===== EXERCISE DATA
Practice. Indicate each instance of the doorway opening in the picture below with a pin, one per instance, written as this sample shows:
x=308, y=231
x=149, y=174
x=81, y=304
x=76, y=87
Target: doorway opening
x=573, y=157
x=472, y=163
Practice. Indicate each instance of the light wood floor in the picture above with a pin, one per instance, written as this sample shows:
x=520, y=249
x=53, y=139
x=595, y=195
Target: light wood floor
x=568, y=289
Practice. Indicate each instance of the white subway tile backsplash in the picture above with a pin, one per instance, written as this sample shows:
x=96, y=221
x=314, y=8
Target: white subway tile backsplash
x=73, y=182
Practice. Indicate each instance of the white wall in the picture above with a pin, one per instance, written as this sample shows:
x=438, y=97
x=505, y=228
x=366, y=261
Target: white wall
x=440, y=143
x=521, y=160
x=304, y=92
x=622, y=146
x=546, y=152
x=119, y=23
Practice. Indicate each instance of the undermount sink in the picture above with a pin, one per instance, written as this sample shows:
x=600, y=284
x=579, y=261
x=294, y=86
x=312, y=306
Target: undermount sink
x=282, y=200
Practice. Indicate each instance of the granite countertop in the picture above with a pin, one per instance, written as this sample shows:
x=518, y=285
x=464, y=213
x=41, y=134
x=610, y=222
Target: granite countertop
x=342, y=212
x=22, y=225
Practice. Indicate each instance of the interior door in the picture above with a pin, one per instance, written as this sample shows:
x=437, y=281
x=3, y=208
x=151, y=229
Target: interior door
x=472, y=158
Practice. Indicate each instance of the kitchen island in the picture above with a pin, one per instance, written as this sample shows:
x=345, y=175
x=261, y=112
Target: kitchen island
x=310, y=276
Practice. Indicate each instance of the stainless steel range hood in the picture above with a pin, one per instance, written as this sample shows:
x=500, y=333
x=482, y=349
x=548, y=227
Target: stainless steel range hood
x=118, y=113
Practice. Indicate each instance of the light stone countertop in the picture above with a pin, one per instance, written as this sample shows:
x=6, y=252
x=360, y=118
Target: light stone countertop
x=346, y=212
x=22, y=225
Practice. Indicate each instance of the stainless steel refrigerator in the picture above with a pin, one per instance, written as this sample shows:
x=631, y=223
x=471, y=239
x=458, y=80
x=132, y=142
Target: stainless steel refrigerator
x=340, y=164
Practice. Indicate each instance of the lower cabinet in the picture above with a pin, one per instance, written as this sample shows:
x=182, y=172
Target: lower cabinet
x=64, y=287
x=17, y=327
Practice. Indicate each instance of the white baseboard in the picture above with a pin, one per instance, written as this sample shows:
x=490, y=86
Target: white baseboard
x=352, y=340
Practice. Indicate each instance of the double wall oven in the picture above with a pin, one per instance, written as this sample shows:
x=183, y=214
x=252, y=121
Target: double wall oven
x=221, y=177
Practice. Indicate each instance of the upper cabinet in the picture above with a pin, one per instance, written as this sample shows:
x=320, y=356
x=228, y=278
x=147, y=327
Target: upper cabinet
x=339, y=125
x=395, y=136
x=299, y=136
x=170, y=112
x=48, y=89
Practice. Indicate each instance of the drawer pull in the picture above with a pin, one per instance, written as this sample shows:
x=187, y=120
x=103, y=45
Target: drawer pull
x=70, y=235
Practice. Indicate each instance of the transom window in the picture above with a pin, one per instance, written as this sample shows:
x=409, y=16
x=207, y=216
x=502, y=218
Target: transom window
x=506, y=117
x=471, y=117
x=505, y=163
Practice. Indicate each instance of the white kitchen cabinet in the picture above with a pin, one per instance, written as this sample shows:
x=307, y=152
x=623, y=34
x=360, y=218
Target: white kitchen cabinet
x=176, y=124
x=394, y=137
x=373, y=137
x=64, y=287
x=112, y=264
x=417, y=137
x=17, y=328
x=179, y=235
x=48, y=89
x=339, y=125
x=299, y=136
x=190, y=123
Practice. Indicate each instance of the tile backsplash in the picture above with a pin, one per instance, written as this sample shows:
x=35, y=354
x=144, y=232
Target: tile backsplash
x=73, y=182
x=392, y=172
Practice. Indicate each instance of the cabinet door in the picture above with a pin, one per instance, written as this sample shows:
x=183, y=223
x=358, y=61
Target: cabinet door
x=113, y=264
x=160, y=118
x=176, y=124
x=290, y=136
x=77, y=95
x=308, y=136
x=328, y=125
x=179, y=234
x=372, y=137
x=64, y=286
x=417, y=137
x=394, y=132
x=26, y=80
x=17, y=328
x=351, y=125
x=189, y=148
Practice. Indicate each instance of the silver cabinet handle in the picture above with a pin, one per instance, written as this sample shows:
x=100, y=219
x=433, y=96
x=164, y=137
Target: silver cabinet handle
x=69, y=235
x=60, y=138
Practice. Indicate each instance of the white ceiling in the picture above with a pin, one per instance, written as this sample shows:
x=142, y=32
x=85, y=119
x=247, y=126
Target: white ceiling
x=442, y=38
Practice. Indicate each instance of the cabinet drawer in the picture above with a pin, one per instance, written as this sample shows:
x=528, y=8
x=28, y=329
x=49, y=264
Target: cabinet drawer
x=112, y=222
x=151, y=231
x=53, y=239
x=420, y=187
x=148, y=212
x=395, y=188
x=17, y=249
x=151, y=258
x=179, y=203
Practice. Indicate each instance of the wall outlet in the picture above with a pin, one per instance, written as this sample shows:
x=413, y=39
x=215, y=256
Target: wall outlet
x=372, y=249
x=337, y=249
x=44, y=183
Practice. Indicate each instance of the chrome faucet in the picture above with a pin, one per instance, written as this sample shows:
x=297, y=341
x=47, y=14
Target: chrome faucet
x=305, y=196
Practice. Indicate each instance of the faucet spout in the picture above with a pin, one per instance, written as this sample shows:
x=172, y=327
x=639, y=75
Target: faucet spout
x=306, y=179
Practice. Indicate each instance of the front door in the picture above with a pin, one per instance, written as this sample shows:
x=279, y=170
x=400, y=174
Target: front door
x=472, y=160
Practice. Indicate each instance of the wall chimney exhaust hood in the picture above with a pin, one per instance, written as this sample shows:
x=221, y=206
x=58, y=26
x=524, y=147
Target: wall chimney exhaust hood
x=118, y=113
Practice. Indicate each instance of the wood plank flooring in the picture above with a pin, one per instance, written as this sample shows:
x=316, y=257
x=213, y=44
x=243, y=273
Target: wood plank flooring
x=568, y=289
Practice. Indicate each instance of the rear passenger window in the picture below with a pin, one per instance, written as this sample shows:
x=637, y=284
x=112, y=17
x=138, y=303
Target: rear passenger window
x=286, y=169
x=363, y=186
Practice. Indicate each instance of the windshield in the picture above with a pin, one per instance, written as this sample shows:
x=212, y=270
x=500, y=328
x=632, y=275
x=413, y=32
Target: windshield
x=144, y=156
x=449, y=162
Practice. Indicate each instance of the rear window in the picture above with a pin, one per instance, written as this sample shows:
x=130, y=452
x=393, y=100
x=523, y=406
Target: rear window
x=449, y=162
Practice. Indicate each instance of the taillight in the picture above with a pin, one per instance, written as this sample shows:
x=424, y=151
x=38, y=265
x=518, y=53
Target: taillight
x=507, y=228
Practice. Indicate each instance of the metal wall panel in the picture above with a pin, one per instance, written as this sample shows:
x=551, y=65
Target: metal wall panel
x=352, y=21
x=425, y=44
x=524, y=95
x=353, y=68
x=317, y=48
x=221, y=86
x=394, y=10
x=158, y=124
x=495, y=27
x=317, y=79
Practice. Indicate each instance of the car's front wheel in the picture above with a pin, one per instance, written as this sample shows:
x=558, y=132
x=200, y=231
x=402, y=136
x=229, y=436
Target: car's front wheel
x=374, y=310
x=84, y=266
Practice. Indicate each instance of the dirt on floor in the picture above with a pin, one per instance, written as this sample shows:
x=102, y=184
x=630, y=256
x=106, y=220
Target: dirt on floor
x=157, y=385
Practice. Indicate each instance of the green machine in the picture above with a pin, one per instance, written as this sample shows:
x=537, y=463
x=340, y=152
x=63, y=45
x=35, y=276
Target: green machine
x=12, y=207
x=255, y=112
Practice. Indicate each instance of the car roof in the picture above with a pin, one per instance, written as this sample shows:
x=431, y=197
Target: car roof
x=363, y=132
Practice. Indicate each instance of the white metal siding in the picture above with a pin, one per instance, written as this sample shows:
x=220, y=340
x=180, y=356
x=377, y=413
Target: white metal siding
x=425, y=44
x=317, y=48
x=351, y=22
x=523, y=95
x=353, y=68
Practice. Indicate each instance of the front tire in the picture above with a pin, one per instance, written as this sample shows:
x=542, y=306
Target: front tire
==========
◆ WHAT THE TASK REQUIRES: Recast the entries from the first line through the line containing "x=472, y=163", both included, as a Markdown table with the columns Row and Line. Put the row number under Row and the line's text under Line, omitting blank lines.

◆ RESPONSE:
| Row | Line |
|---|---|
| 1 | Practice. Indicate each instance of the doorway opening in the picture below with a pin, one per instance, written as this sample shows: |
| 2 | x=308, y=231 |
| 3 | x=149, y=174 |
| 4 | x=81, y=304 |
| 5 | x=76, y=87 |
| 6 | Target: doorway opening |
| 7 | x=573, y=157 |
| 8 | x=472, y=163 |